## Work required:
Update the records below so that each "clicks" becomes "points", with everything else left unchanged. Leave the pictures out of your answer.

## Task material:
· · · · ·

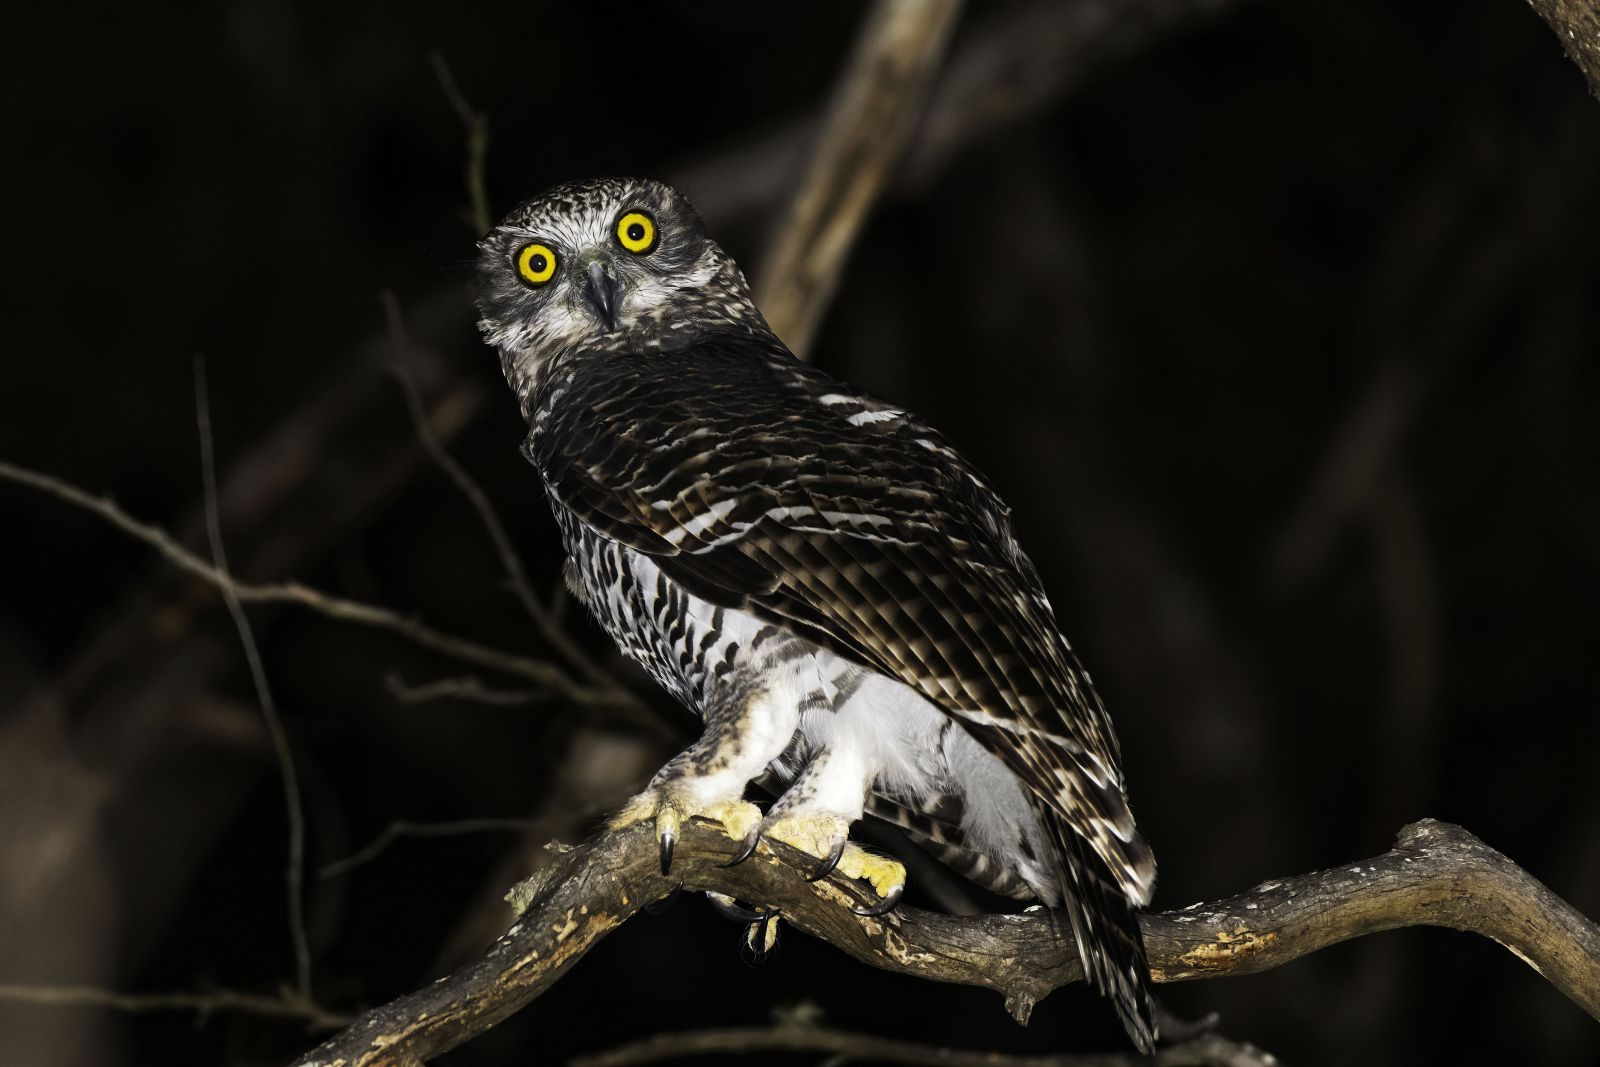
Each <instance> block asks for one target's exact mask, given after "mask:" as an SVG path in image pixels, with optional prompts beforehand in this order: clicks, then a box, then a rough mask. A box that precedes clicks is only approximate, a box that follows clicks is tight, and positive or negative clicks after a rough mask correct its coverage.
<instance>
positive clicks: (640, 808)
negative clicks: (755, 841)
mask: <svg viewBox="0 0 1600 1067" xmlns="http://www.w3.org/2000/svg"><path fill="white" fill-rule="evenodd" d="M694 817H701V819H710V821H712V822H720V824H722V829H723V830H725V832H726V833H728V837H731V838H733V840H736V841H744V840H747V838H750V837H752V835H754V833H755V827H758V825H760V822H762V809H760V808H757V806H755V805H752V803H749V801H746V800H741V798H733V800H714V801H710V803H702V801H699V800H696V798H694V795H693V793H691V792H690V790H688V789H685V787H683V785H682V784H680V782H670V781H669V782H662V784H661V785H651V787H650V789H646V790H645V792H642V793H640V795H638V797H634V798H632V800H629V801H627V803H626V805H624V806H622V809H621V811H618V813H616V814H614V816H611V824H610V825H611V829H613V830H621V829H622V827H629V825H634V824H635V822H645V821H646V819H654V822H656V841H659V843H661V873H667V872H670V870H672V849H674V846H675V845H677V843H678V827H682V825H683V822H686V821H688V819H694Z"/></svg>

· · · · ·

## Your solution:
Each <instance> block asks for one target's exact mask, given after "mask:" as an SVG path in image pixels, with optional prompts beforehand in this order: points, then a box, then a rough mask. A box that precedes points is only approximate, a box that follows points is tight, and positive or negative points after a rough mask correct its coverage.
<instance>
positive points: (640, 808)
negative points: (755, 841)
mask: <svg viewBox="0 0 1600 1067" xmlns="http://www.w3.org/2000/svg"><path fill="white" fill-rule="evenodd" d="M694 817H701V819H710V821H712V822H720V824H722V829H723V830H725V832H726V833H728V837H731V838H733V840H736V841H744V840H747V838H750V837H752V835H754V833H755V827H758V825H760V822H762V809H760V808H757V806H755V805H752V803H749V801H746V800H741V798H733V800H714V801H710V803H702V801H699V800H696V798H694V795H693V793H691V792H690V790H688V789H685V787H683V785H682V784H680V782H670V781H669V782H662V784H661V785H651V787H650V789H646V790H645V792H642V793H640V795H638V797H634V798H632V800H629V801H627V803H626V805H624V806H622V809H621V811H618V813H616V814H614V816H611V824H610V825H611V829H613V830H621V829H622V827H629V825H634V824H635V822H645V821H646V819H654V822H656V841H659V843H661V873H667V872H670V870H672V849H674V846H675V845H677V843H678V827H682V825H683V822H686V821H688V819H694Z"/></svg>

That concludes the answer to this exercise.